## INSTRUCTIONS FOR THE TASK
Go to the line below containing "Confirm that each instance of the tree bark" and print exactly from there through the line containing "Confirm that each instance of the rooftop", both included. Print nothing else.

## MATERIALS PROVIDED
******************************
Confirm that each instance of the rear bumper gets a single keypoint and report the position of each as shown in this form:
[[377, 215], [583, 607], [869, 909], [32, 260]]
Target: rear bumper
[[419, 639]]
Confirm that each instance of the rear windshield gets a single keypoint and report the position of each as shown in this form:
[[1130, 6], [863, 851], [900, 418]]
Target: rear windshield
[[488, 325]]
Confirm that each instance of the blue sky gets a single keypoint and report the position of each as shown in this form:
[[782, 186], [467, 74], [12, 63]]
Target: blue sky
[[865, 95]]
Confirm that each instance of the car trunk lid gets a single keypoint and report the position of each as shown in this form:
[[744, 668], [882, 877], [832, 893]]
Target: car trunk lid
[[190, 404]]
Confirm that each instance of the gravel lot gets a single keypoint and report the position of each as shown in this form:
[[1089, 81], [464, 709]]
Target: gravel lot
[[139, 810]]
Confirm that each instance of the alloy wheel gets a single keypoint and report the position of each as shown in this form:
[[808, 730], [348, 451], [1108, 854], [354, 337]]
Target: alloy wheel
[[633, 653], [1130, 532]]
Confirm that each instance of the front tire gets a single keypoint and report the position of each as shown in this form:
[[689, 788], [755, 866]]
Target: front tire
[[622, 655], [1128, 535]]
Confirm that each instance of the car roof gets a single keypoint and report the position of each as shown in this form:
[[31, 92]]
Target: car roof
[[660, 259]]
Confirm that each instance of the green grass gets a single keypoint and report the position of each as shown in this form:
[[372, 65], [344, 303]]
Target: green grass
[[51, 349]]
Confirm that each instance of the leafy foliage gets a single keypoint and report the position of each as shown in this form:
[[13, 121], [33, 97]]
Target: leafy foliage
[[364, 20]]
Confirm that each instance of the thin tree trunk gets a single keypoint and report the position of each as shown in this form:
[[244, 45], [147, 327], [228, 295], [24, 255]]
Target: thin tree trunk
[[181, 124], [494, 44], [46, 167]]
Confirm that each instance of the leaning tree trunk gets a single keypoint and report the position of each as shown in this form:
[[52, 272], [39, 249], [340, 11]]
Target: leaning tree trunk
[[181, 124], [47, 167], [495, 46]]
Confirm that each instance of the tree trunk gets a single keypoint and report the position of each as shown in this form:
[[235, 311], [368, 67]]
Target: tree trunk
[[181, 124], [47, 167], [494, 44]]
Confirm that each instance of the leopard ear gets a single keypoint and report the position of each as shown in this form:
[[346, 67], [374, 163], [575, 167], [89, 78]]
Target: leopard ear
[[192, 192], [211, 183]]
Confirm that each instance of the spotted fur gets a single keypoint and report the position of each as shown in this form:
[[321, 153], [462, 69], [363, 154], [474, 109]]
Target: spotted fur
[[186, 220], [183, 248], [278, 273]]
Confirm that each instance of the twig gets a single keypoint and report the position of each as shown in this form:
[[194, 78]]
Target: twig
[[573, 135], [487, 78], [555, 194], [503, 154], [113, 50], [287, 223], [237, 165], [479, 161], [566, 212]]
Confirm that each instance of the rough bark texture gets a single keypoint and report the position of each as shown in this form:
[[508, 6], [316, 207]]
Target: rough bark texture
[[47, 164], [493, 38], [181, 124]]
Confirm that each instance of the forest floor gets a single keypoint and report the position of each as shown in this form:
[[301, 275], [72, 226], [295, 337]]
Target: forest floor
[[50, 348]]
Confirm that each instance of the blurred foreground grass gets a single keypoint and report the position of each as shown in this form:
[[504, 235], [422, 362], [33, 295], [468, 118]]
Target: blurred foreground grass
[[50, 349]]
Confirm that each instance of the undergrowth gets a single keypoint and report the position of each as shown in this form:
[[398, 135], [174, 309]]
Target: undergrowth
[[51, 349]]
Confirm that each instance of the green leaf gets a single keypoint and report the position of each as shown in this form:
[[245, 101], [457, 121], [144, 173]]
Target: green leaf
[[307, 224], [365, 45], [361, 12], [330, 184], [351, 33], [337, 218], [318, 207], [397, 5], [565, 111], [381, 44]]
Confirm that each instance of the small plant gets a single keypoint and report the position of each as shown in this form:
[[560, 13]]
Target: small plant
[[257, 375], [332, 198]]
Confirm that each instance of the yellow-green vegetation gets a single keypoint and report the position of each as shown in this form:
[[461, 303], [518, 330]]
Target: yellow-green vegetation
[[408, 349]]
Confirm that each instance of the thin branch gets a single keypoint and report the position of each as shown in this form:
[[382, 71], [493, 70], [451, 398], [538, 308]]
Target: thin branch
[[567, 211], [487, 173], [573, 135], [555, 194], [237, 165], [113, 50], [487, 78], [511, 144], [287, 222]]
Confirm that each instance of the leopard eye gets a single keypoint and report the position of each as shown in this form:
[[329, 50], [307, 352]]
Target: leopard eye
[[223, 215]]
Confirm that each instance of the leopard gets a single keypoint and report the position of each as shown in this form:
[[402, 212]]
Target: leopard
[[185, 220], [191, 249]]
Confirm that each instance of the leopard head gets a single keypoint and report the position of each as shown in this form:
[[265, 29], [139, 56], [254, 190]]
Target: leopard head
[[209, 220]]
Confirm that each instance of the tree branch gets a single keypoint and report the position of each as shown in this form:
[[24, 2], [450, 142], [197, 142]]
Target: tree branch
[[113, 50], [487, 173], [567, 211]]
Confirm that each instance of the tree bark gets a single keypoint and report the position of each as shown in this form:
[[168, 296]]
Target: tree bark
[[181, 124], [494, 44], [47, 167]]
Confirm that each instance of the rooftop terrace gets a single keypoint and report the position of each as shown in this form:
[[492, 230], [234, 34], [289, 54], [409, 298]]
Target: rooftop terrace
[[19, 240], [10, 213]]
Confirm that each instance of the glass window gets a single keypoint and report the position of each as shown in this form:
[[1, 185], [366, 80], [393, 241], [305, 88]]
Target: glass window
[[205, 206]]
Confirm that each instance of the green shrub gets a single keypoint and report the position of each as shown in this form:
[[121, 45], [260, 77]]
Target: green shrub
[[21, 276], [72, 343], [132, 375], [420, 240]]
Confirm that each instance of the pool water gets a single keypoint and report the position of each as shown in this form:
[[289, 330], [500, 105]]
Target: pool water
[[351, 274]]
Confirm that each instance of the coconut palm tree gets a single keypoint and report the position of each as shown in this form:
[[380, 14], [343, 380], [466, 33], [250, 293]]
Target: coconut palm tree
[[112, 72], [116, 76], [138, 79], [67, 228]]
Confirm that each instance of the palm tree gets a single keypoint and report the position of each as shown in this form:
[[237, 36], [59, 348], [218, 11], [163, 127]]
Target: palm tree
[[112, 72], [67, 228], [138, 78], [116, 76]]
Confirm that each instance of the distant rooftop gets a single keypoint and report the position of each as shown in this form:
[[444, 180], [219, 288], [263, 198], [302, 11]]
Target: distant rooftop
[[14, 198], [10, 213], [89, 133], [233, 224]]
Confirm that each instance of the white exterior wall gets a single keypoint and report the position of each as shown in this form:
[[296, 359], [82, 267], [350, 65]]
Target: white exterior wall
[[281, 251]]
******************************
## TASK SOLUTION
Confirm that each instance of the tree bark gets a single keypoint and report the position of each as shown in this form:
[[168, 296]]
Target: tree bark
[[181, 124], [494, 44], [47, 167]]
Confirm that each instance of the rooftop terrace gets a single keypoint and report the position of each as shown in this form:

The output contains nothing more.